From the first line of the records down to the one that holds "positive clicks: (79, 13)", transcribe each line exactly and add nothing.
Data listing section start
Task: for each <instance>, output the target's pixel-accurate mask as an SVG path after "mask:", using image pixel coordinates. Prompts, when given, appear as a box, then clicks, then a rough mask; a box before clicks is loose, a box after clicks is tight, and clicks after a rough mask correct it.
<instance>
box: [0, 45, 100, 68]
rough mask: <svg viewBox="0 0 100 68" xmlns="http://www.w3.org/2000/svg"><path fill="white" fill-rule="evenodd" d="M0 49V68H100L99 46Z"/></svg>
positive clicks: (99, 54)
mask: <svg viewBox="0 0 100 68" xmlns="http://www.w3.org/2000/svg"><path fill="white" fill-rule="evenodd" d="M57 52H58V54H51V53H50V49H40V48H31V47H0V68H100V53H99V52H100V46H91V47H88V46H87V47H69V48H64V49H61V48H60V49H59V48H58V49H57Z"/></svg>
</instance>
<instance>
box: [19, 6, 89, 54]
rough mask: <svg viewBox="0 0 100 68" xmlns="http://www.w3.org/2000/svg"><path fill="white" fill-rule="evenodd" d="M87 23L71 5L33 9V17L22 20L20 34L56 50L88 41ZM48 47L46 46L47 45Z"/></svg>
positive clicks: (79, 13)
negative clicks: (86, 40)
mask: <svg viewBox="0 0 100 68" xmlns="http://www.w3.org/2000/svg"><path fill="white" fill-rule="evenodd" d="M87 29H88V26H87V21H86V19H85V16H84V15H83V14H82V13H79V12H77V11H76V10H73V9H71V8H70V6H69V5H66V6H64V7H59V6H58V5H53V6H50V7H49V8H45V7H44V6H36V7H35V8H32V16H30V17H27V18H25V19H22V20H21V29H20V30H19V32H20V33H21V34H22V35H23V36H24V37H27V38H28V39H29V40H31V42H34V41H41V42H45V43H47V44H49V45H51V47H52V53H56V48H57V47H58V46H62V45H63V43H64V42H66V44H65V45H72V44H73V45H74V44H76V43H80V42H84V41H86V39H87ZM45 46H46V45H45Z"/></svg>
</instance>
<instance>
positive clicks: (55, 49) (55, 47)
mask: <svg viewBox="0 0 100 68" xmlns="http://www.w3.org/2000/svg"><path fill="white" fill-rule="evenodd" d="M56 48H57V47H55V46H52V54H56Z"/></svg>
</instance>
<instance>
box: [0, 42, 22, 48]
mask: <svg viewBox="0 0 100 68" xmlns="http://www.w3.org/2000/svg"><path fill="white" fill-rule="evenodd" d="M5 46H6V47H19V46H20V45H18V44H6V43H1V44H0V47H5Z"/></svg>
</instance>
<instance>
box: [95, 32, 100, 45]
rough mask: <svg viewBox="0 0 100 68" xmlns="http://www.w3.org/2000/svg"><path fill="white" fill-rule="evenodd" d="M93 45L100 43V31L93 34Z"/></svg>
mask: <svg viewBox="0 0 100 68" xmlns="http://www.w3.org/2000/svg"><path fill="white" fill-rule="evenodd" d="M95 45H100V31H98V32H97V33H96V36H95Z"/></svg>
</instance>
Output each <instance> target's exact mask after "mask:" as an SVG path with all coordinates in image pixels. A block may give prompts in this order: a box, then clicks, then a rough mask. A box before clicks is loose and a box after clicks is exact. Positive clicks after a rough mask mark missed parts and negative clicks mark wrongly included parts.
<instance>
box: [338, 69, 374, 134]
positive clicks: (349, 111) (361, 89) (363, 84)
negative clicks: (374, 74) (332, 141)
Data listing section end
_Exercise solution_:
Task: for each <instance>, output the target's pixel-accurate mask as an SVG path after "mask:", using image pixel coordinates. Prompts, when given, appear as a box, then clicks, then a rough mask; a box before clicks is loose, a box after clicks is tight, and clicks after a rough mask correct it.
<instance>
box: [0, 45, 100, 68]
rough mask: <svg viewBox="0 0 100 68" xmlns="http://www.w3.org/2000/svg"><path fill="white" fill-rule="evenodd" d="M0 49V68H100L99 46Z"/></svg>
positive clicks: (99, 54)
mask: <svg viewBox="0 0 100 68" xmlns="http://www.w3.org/2000/svg"><path fill="white" fill-rule="evenodd" d="M57 52H58V54H51V53H50V49H40V48H31V47H0V68H100V53H99V52H100V46H91V47H88V46H87V47H69V48H64V49H61V48H60V49H59V48H58V49H57Z"/></svg>
</instance>
<instance>
box: [19, 6, 89, 54]
rough mask: <svg viewBox="0 0 100 68" xmlns="http://www.w3.org/2000/svg"><path fill="white" fill-rule="evenodd" d="M87 23L71 5L33 9V17L22 20L20 34L56 50L88 41ZM48 47L46 46L47 45Z"/></svg>
positive clicks: (79, 13)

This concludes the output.